ASSIGNMENT:
Print out every line of the listing below without alteration.
......
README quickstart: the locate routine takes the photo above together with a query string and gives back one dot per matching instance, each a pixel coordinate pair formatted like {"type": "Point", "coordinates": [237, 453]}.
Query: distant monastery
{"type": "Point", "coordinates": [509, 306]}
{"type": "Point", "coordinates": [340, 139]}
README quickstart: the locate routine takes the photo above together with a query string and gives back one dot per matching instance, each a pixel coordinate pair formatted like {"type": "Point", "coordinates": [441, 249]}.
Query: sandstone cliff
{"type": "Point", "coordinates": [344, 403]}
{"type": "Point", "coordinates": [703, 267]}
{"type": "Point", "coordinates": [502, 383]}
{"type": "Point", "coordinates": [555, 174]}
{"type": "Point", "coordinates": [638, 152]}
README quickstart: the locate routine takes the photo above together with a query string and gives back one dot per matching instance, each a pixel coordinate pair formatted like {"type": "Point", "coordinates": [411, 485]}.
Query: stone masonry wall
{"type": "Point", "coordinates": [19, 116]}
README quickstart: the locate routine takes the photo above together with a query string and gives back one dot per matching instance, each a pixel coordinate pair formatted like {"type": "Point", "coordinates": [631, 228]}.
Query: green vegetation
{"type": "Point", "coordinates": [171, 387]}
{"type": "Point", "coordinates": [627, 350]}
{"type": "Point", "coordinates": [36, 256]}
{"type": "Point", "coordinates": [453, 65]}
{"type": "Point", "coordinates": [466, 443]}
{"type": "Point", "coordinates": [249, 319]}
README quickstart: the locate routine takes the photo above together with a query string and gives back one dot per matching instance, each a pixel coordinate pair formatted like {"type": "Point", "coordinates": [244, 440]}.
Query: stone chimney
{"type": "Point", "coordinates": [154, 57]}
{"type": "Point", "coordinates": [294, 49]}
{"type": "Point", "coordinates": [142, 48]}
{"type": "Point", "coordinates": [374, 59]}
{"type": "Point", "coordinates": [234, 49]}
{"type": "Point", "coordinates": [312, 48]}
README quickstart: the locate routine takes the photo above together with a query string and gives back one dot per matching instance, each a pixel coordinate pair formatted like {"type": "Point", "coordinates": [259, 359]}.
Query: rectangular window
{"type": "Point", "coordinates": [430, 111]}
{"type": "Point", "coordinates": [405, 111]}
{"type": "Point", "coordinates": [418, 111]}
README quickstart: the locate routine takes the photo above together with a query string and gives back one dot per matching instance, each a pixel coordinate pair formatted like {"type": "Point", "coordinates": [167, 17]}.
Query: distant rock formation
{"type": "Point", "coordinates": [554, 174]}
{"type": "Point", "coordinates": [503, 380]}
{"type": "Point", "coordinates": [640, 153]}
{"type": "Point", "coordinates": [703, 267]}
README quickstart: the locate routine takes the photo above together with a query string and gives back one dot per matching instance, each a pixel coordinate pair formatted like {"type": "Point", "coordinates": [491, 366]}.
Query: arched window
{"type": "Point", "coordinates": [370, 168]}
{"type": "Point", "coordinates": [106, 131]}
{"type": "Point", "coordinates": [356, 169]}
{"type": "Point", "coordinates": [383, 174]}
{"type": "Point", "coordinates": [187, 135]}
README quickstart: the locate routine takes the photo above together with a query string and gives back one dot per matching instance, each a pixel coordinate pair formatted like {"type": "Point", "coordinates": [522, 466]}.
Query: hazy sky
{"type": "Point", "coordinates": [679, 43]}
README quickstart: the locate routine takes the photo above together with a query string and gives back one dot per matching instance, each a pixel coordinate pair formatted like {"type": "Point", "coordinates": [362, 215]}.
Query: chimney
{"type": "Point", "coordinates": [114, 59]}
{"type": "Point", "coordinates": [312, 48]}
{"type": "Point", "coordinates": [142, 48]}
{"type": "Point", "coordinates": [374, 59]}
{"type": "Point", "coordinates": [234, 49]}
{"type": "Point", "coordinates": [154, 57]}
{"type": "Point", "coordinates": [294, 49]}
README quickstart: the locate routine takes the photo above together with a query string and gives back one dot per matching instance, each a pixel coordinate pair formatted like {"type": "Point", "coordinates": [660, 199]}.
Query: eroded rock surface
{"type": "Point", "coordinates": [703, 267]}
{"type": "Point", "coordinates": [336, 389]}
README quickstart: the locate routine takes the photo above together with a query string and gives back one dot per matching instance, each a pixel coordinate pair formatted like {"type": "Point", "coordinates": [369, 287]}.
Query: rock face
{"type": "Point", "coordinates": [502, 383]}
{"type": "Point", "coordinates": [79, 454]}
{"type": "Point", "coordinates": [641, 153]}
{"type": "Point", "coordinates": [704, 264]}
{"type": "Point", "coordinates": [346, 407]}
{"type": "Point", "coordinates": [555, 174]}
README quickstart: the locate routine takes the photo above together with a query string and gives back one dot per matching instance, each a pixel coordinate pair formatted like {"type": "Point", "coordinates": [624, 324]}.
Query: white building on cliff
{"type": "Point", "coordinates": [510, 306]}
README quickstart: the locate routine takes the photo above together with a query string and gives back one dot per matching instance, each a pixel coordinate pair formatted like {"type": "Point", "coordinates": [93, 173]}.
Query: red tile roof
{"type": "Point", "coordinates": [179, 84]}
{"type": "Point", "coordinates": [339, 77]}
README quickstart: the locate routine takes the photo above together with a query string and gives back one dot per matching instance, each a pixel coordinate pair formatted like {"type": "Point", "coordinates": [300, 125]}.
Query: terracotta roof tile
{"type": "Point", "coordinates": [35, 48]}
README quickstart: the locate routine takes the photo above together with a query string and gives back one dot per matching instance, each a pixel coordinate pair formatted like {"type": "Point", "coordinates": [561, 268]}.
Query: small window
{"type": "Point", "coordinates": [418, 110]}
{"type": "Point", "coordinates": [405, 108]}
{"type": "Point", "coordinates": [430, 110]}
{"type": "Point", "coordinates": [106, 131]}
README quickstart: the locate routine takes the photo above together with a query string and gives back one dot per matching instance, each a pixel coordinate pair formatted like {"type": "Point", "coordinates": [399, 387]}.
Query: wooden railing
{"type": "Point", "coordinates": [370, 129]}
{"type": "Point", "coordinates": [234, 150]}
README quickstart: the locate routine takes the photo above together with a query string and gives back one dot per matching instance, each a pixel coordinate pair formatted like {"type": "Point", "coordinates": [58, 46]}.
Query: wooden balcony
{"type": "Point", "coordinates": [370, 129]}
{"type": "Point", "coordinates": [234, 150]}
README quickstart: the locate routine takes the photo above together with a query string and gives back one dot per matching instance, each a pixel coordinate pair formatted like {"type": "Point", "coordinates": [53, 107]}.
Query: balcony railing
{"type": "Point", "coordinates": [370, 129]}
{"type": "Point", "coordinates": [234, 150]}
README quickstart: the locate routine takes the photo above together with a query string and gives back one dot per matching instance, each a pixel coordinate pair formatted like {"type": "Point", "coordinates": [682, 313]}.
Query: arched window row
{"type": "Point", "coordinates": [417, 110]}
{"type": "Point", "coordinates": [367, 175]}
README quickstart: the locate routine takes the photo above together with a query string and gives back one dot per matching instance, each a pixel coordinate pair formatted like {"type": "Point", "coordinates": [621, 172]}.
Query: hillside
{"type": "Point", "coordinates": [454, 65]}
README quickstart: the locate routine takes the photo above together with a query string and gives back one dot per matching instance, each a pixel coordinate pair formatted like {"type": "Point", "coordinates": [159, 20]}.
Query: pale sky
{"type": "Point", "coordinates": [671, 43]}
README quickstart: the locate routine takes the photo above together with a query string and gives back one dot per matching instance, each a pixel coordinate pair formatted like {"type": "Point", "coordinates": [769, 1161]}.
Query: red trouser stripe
......
ANSWER TO THIS PROBLEM:
README quickstart: the locate routine takes the photo above together with a query string and gives back one dot per matching instance, each a pixel coordinate pair formatted like {"type": "Point", "coordinates": [237, 453]}.
Query: distant monastery
{"type": "Point", "coordinates": [509, 306]}
{"type": "Point", "coordinates": [340, 139]}
README quickstart: the locate routine takes the photo above together with a query string and gives back one dot per matching instance, each a pixel coordinate pair formatted like {"type": "Point", "coordinates": [441, 249]}.
Query: sandstone cliff
{"type": "Point", "coordinates": [344, 403]}
{"type": "Point", "coordinates": [703, 267]}
{"type": "Point", "coordinates": [502, 383]}
{"type": "Point", "coordinates": [555, 174]}
{"type": "Point", "coordinates": [638, 152]}
README quickstart: the locate routine takes the photo above together with a query string and gives back one dot per matching instance, each a pixel coordinate pair formatted like {"type": "Point", "coordinates": [411, 485]}.
Query: stone masonry wall
{"type": "Point", "coordinates": [19, 116]}
README quickstart: the locate routine takes the photo above together with a query string and gives back one dot per matching instance, each a pixel coordinate pair formatted like {"type": "Point", "coordinates": [631, 228]}.
Query: green vegetation
{"type": "Point", "coordinates": [171, 387]}
{"type": "Point", "coordinates": [627, 350]}
{"type": "Point", "coordinates": [36, 256]}
{"type": "Point", "coordinates": [453, 65]}
{"type": "Point", "coordinates": [466, 443]}
{"type": "Point", "coordinates": [249, 319]}
README quickstart: the locate routine takes the photo above together with a query string and gives back one dot per matching instance, each a pixel coordinate pair formatted like {"type": "Point", "coordinates": [244, 440]}.
Query: stone chimney
{"type": "Point", "coordinates": [154, 57]}
{"type": "Point", "coordinates": [294, 49]}
{"type": "Point", "coordinates": [142, 48]}
{"type": "Point", "coordinates": [374, 59]}
{"type": "Point", "coordinates": [234, 49]}
{"type": "Point", "coordinates": [312, 48]}
README quickstart: the locate routine takes the photo above together with a query string and gives back one dot per matching instance, each a pixel coordinate pair formatted like {"type": "Point", "coordinates": [259, 359]}.
Query: rectangular window
{"type": "Point", "coordinates": [430, 111]}
{"type": "Point", "coordinates": [405, 111]}
{"type": "Point", "coordinates": [418, 111]}
README quickstart: the locate routine takes the photo above together with a query string and gives back one dot per matching instance, each a pixel coordinate pair formatted like {"type": "Point", "coordinates": [167, 17]}.
Query: distant rock formation
{"type": "Point", "coordinates": [554, 174]}
{"type": "Point", "coordinates": [503, 380]}
{"type": "Point", "coordinates": [640, 153]}
{"type": "Point", "coordinates": [703, 267]}
README quickstart: the locate routine takes the photo above together with a query string and gives back one dot per matching instance, each a pixel coordinate pair formatted like {"type": "Point", "coordinates": [491, 366]}.
Query: arched window
{"type": "Point", "coordinates": [370, 168]}
{"type": "Point", "coordinates": [106, 131]}
{"type": "Point", "coordinates": [356, 169]}
{"type": "Point", "coordinates": [383, 174]}
{"type": "Point", "coordinates": [187, 135]}
README quickstart: the locate routine takes the photo above together with a query string and gives back one dot per matching instance, each a pixel coordinate pair formatted like {"type": "Point", "coordinates": [522, 466]}.
Query: hazy sky
{"type": "Point", "coordinates": [679, 43]}
README quickstart: the locate routine takes the photo above together with a query string and gives back one dot per matching instance, each a pixel coordinate pair formatted like {"type": "Point", "coordinates": [362, 215]}.
Query: chimney
{"type": "Point", "coordinates": [114, 59]}
{"type": "Point", "coordinates": [312, 48]}
{"type": "Point", "coordinates": [142, 48]}
{"type": "Point", "coordinates": [374, 59]}
{"type": "Point", "coordinates": [234, 49]}
{"type": "Point", "coordinates": [154, 57]}
{"type": "Point", "coordinates": [294, 49]}
README quickstart: the locate routine takes the photo above together with a query string and gives back one dot per matching instance, each a pixel coordinate pair formatted like {"type": "Point", "coordinates": [660, 199]}.
Query: eroded rock surface
{"type": "Point", "coordinates": [703, 267]}
{"type": "Point", "coordinates": [336, 389]}
README quickstart: the locate routine takes the photo above together with a query string and gives back one dot per matching instance, each a pixel coordinate pair formatted like {"type": "Point", "coordinates": [369, 287]}.
Query: rock face
{"type": "Point", "coordinates": [502, 383]}
{"type": "Point", "coordinates": [79, 454]}
{"type": "Point", "coordinates": [641, 153]}
{"type": "Point", "coordinates": [704, 264]}
{"type": "Point", "coordinates": [346, 407]}
{"type": "Point", "coordinates": [555, 174]}
README quickstart: the locate routine takes the photo above together with a query string and gives back one dot per matching instance, each a pixel coordinate pair formatted like {"type": "Point", "coordinates": [624, 324]}.
Query: white building on cliff
{"type": "Point", "coordinates": [510, 306]}
README quickstart: the locate routine takes the photo above together with a query string and gives back one dot per matching instance, each a pixel coordinate pair formatted like {"type": "Point", "coordinates": [93, 173]}.
Query: red tile roof
{"type": "Point", "coordinates": [179, 84]}
{"type": "Point", "coordinates": [339, 77]}
README quickstart: the locate routine takes the photo above together with a query string and gives back one dot per matching instance, each a pixel coordinate pair formatted like {"type": "Point", "coordinates": [300, 125]}.
Query: terracotta roof tile
{"type": "Point", "coordinates": [35, 48]}
README quickstart: the locate routine takes the photo above together with a query string and gives back one dot per matching instance, each a pixel coordinate pair formatted like {"type": "Point", "coordinates": [561, 268]}.
Query: small window
{"type": "Point", "coordinates": [418, 110]}
{"type": "Point", "coordinates": [405, 108]}
{"type": "Point", "coordinates": [430, 110]}
{"type": "Point", "coordinates": [106, 131]}
README quickstart: the locate routine takes the photo above together with a query string and gives back one dot per matching instance, each a pixel coordinate pair formatted like {"type": "Point", "coordinates": [399, 387]}.
Query: wooden railing
{"type": "Point", "coordinates": [370, 129]}
{"type": "Point", "coordinates": [234, 150]}
README quickstart: the locate routine takes the photo above together with a query string and gives back one dot per matching instance, each a pixel coordinate pair formatted like {"type": "Point", "coordinates": [58, 46]}.
Query: wooden balcony
{"type": "Point", "coordinates": [370, 129]}
{"type": "Point", "coordinates": [234, 150]}
README quickstart: the locate routine takes the photo above together with a query string and gives back one dot per matching instance, each a pixel coordinate pair formatted like {"type": "Point", "coordinates": [53, 107]}.
Query: balcony railing
{"type": "Point", "coordinates": [370, 129]}
{"type": "Point", "coordinates": [234, 150]}
README quickstart: the locate routine takes the photo above together with a query string and gives back one dot per matching instance, each a pixel coordinate pair formatted like {"type": "Point", "coordinates": [682, 313]}.
Query: arched window row
{"type": "Point", "coordinates": [417, 110]}
{"type": "Point", "coordinates": [367, 175]}
README quickstart: the locate routine takes the photo above together with a query string and gives back one dot per matching instance, each a pixel coordinate pair formatted like {"type": "Point", "coordinates": [621, 172]}.
Query: hillside
{"type": "Point", "coordinates": [454, 65]}
README quickstart: the locate routine takes the photo above together with a query string and gives back one dot per matching instance, each a pixel coordinate pair formatted like {"type": "Point", "coordinates": [159, 20]}.
Query: pale sky
{"type": "Point", "coordinates": [671, 43]}
README quickstart: the locate routine takes the photo above together with a query string and gives back one dot per matching instance, each a pixel coordinate pair formatted like {"type": "Point", "coordinates": [769, 1161]}.
Query: red trouser stripe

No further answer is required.